Requirement A: Please reproduce the records from the line containing "Agricultural drone survey: scan the aerial photo for grass." through the line containing "0, 438, 299, 513", inclusive. Keep the requests unchanged, but raise every bounding-box coordinate in the answers by 63.
** Start Text passage **
There's a problem here. Can you see it?

The soft rays of the sun shone through the canopy of the forest. The air was filled with the sounds of buzzing insects a rustling leaves. Apart from the sounds of nature the soft creak of wood could be heard by the lone unicorn pulling his cart. The feel of soft dirt on his hooves and the smell of spring in the air called Pepperjack’s nerves.

The blissful sounds of Whitetail woods always filled him with a sense of euphoria. It was almost like he wasn’t pulling a heavy cart filled with precious spices. Spices his family had spent the last year growing and drying, grinding and mixing, and preparing for the coming year. It was almost like he wasn’t pulling a cart with his family’s livelihood.

Please look again...

Really? You don't see it? Apart from the slight spelling and grammar errors I thought it would be obvious but I guess not. Your descriptions suffer from "toomuchitis". It's not as well known as the dreaded professis purpureus better known as "purple prose" but it's edging up there. In short, you've got too much happening. I know what it is you're trying to do in building the world and telling us what is happening but you're going a little overboard in your descriptions.
** End Text passage **
** Start Material to process **
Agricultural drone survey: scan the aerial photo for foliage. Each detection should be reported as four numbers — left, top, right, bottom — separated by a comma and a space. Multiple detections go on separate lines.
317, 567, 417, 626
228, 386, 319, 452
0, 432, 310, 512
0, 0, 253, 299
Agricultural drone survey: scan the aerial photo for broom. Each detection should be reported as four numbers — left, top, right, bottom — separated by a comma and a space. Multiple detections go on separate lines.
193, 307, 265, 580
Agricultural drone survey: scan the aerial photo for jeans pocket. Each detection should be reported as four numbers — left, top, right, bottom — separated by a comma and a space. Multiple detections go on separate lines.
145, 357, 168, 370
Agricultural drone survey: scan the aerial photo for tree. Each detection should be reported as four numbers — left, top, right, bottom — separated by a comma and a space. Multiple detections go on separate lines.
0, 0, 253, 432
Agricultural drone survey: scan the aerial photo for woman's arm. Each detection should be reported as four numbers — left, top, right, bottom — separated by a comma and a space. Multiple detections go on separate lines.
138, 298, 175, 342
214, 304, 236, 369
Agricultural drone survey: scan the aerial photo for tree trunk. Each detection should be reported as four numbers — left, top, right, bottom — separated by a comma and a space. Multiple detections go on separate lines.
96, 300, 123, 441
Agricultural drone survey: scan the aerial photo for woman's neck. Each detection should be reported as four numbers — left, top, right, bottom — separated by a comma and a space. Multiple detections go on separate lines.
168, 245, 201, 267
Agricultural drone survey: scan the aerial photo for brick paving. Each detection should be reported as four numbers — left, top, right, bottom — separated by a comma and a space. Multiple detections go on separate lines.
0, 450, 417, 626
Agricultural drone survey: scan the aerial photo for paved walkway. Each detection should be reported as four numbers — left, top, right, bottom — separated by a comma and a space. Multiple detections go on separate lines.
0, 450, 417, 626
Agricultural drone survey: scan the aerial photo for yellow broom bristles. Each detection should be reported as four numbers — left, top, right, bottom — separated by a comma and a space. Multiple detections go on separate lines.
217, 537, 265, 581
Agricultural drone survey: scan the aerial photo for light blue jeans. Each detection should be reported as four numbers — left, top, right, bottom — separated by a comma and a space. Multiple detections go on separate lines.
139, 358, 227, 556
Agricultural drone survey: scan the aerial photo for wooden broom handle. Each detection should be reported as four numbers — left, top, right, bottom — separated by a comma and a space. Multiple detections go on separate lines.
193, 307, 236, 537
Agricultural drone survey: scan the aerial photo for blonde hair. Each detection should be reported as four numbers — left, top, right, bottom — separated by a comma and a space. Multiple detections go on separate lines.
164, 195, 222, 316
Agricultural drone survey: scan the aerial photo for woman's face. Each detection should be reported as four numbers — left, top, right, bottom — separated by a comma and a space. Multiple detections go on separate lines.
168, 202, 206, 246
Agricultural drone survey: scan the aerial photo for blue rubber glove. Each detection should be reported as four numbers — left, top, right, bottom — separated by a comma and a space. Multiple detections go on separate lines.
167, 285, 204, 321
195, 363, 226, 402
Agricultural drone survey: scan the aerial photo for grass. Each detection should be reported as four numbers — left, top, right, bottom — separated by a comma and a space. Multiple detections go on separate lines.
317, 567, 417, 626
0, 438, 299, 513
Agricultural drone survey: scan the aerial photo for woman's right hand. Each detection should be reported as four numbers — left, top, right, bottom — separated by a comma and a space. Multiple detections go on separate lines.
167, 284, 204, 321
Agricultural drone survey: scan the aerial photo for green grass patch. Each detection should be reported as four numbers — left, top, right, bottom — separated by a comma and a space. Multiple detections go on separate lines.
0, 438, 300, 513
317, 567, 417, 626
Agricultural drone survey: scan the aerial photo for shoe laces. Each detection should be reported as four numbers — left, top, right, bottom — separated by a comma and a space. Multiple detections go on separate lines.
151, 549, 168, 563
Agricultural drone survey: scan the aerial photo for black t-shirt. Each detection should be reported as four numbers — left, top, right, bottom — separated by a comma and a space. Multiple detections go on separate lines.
** End Material to process **
Requirement B: In the writing critique, what tasks did the family spend the last year doing with the spices?

Task solution A:
Agricultural drone survey: scan the aerial photo for grass. Each detection should be reported as four numbers — left, top, right, bottom — separated by a comma and a space. Multiple detections go on separate lines.
380, 630, 480, 689
63, 501, 362, 576

Task solution B:
growing
drying
grinding
mixing
preparing for the coming year